> REQUIRED ACTION 1
Answer these questions from the text below about Native American ancestors and the Bering Strait, marking each answer with the same letter:
(a) About how long did the ancestors likely live on or around the Bering Strait before reaching what is now the U.S.?
(b) What is the hypothesis that the researchers' gathered data supports called?
(c) About when did the ancestors begin heading towards the Americas?
> REQUIRED ACTION 2
Write the next part of the text below about Native American ancestors and the Bering Strait, starting after its last sentence.

Ancestors of Native Americans likely lived on or around the Bering Strait for approximately 10,000 years before reaching what is now the U.S., according to a University of Utah news release.
Researchers gathered existing data to support what is now known as the Beringia standstill hypothesis.
Among the evidence is genetic data proving that founding populations of Native Americans separated from their ancestors over 25,000 years ago, according to the news release.
They spent most of their time living in "shrubby lowlands" on the bridge, which once connected Alaska to Siberia, but has since become submerged under water when sea levels rose.
University of Utah anthropologist Dennis O'Rourke and his colleagues John Hoffecker of the University of Colorado at Boulder and Scott Elias, a paleoecologist at the University of London, were able to determine based on evidence that the ancestors didn't start heading towards the Americas until about 15,000 years ago, once ice sheets started to melt and migration routes opened up, according to the news release.

> EXCERPTED RECORDS
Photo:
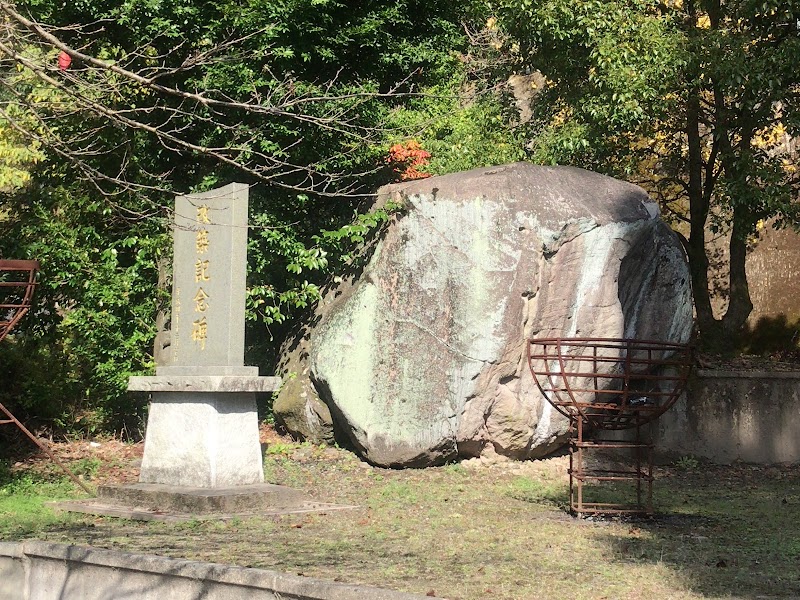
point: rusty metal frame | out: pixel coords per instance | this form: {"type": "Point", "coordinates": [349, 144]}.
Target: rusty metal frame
{"type": "Point", "coordinates": [22, 278]}
{"type": "Point", "coordinates": [609, 384]}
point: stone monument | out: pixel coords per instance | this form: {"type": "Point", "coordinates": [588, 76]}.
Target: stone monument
{"type": "Point", "coordinates": [202, 429]}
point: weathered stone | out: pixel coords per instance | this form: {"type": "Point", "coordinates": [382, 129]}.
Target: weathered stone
{"type": "Point", "coordinates": [202, 427]}
{"type": "Point", "coordinates": [297, 406]}
{"type": "Point", "coordinates": [423, 358]}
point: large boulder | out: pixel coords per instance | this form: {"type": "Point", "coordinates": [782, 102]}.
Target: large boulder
{"type": "Point", "coordinates": [422, 358]}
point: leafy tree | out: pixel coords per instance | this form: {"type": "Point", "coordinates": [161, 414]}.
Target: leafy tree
{"type": "Point", "coordinates": [131, 102]}
{"type": "Point", "coordinates": [692, 98]}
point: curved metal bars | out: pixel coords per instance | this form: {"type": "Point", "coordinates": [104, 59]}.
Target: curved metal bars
{"type": "Point", "coordinates": [609, 383]}
{"type": "Point", "coordinates": [17, 284]}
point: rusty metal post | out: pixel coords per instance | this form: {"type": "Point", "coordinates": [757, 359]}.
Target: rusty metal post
{"type": "Point", "coordinates": [610, 384]}
{"type": "Point", "coordinates": [15, 302]}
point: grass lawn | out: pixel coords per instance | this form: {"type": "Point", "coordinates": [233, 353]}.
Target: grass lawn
{"type": "Point", "coordinates": [463, 531]}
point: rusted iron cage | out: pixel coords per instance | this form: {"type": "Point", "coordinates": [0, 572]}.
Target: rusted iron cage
{"type": "Point", "coordinates": [17, 284]}
{"type": "Point", "coordinates": [609, 384]}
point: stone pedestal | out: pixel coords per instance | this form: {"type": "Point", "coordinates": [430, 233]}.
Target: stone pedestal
{"type": "Point", "coordinates": [202, 431]}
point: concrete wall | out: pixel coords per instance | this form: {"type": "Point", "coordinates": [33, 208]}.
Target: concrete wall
{"type": "Point", "coordinates": [45, 571]}
{"type": "Point", "coordinates": [729, 416]}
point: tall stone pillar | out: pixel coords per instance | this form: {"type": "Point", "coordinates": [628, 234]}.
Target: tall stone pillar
{"type": "Point", "coordinates": [202, 428]}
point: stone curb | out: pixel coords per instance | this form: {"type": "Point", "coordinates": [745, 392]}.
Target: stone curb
{"type": "Point", "coordinates": [708, 373]}
{"type": "Point", "coordinates": [64, 572]}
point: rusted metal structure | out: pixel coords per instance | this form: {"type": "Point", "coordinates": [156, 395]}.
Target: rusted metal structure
{"type": "Point", "coordinates": [17, 284]}
{"type": "Point", "coordinates": [603, 384]}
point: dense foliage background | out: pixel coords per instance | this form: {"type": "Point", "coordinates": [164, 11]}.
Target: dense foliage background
{"type": "Point", "coordinates": [311, 102]}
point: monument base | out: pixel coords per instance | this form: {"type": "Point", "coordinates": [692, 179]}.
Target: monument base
{"type": "Point", "coordinates": [203, 440]}
{"type": "Point", "coordinates": [202, 430]}
{"type": "Point", "coordinates": [157, 502]}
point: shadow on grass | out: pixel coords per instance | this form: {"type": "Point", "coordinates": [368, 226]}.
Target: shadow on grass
{"type": "Point", "coordinates": [726, 532]}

> WRITTEN ANSWER 1
(a) Approximately 10,000 years.
(b) The Beringia standstill hypothesis.
(c) About 15,000 years ago, once ice sheets started to melt and migration routes opened up.

> WRITTEN ANSWER 2
"Nobody disputes that the ancestors of Native American peoples came from Asia over the coast and interior of the land bridge" during the "last glacial maximum," O'Rourke said.
Research was published in journal Science this week.
The discovery also helps solve the mystery of how the Native American genome "separated from its Asian ancestor," according to O'Rourke.
"We're putting it together with the archaeology and genetics that speak to American origins and saying, look, there was an environment with trees and shrubs that was very different than the open, grassy steppe," O'Rourke said. "It was an area where people could have had resources, lived and persisted through the last glacial maximum in Beringia."